#### [WHAT YOU NEED TO DO]
Below are the records; copy exactly the stretch from the line containing "Note: we are tagging the purple" through the line containing "Note: we are tagging the man's eyeglasses", both ends included, and nothing else.

#### [SUPPLIED DATA]
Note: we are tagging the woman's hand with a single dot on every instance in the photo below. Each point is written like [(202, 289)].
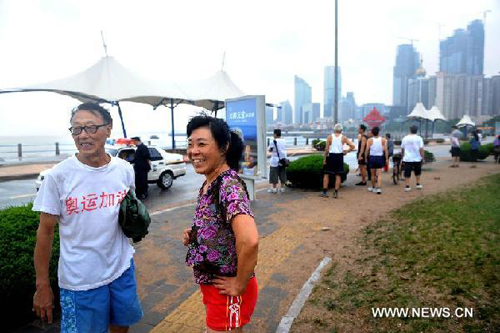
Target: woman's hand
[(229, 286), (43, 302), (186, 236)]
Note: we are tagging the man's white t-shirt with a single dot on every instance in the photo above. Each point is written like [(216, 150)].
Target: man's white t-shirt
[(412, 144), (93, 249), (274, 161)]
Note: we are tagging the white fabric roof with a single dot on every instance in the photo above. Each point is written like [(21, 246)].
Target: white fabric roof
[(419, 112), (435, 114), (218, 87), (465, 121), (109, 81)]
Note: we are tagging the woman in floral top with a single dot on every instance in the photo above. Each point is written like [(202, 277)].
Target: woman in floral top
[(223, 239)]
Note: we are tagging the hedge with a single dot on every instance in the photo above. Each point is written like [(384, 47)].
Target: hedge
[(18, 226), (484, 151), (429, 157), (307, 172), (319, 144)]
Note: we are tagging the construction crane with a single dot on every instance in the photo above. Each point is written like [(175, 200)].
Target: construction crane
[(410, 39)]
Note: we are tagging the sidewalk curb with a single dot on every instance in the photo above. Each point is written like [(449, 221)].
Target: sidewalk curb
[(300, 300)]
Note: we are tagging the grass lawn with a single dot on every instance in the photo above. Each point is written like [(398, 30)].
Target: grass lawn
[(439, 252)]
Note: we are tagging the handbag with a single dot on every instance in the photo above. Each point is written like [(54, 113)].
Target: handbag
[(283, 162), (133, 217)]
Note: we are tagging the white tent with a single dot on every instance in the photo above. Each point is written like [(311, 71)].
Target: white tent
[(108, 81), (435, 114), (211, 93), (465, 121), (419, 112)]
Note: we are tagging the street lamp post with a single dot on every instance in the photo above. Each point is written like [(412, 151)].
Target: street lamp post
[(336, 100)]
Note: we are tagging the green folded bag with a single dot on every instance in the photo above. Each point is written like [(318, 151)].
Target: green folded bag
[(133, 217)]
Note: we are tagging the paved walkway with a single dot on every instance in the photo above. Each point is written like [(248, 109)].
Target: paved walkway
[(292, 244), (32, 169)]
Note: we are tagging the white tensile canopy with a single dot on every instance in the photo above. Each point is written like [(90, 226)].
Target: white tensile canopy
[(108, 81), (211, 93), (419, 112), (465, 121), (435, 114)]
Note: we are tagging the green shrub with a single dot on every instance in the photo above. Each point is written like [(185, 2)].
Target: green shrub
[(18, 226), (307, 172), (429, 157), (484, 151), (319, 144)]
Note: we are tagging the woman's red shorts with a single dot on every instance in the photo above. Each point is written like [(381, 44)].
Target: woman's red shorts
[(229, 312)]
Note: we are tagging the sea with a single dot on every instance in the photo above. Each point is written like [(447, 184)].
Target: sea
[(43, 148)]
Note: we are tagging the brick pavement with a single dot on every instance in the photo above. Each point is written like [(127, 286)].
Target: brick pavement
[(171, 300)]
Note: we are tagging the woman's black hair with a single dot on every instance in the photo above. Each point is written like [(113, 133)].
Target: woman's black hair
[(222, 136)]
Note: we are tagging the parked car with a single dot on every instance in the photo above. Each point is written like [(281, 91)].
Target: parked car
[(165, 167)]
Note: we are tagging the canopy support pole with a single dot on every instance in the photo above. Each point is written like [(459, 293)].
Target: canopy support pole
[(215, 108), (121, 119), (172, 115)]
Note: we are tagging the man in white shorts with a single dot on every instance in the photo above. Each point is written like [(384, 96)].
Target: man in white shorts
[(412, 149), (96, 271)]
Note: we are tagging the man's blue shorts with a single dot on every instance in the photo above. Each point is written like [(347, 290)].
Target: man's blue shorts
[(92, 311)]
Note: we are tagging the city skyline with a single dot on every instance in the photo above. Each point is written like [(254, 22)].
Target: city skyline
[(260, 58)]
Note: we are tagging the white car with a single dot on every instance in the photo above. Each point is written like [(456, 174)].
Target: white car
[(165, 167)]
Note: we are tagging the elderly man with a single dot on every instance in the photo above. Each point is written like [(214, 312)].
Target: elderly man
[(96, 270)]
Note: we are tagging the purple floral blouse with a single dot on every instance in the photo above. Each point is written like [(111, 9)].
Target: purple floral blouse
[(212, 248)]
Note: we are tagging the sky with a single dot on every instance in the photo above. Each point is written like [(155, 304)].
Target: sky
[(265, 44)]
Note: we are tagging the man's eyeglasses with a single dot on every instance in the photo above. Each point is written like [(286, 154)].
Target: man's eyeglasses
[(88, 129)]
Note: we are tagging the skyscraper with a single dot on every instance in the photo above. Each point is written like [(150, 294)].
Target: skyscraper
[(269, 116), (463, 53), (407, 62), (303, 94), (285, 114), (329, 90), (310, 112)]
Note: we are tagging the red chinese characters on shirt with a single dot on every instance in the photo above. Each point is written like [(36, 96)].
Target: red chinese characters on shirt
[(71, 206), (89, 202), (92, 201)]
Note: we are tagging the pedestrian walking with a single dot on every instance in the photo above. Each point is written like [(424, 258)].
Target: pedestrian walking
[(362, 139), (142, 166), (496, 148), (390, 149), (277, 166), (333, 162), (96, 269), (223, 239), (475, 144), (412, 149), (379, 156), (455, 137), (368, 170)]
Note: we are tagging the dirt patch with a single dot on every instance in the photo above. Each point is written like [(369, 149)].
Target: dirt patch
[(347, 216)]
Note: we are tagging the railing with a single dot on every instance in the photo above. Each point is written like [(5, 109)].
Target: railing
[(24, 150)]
---
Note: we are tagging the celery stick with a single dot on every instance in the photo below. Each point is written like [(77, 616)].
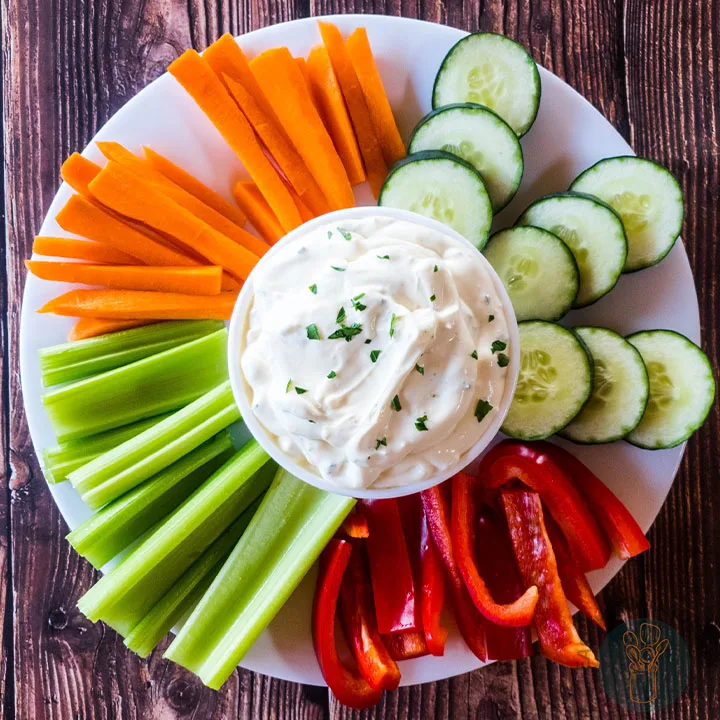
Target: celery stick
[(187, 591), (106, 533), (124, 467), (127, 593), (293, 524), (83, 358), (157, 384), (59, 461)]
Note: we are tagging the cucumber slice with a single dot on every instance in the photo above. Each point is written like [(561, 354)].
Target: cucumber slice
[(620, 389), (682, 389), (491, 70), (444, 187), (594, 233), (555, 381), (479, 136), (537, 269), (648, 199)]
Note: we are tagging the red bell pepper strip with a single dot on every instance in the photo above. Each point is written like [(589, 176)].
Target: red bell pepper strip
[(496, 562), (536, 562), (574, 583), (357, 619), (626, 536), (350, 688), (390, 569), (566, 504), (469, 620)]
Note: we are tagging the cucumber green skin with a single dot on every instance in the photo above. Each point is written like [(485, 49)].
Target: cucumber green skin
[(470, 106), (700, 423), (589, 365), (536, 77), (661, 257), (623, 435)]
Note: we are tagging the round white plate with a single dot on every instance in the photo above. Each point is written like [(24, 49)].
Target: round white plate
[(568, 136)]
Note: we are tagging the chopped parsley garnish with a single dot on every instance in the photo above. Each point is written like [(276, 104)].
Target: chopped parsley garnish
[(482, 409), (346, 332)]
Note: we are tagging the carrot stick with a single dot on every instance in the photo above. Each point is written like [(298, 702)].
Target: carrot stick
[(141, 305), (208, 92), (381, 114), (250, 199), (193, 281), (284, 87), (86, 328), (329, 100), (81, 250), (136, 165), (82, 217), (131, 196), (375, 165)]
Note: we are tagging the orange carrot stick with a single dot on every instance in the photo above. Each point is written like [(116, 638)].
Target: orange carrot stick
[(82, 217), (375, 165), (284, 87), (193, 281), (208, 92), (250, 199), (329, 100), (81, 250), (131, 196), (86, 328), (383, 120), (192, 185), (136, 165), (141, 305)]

#### [RESULT OF THIS EXERCISE]
Note: we are tagging the purple floral blouse with a single dot on every instance in the photo above. Each point is written like [(111, 9)].
Target: purple floral blouse
[(212, 248)]
Note: we are tagging the sky with a single dot on every instance in the photo above. Each point is written like [(155, 304)].
Target: sky
[(265, 44)]
Note: we are tagging the man's eyeglasses with a single dot on every instance in the photo above. Each point is written like [(286, 154)].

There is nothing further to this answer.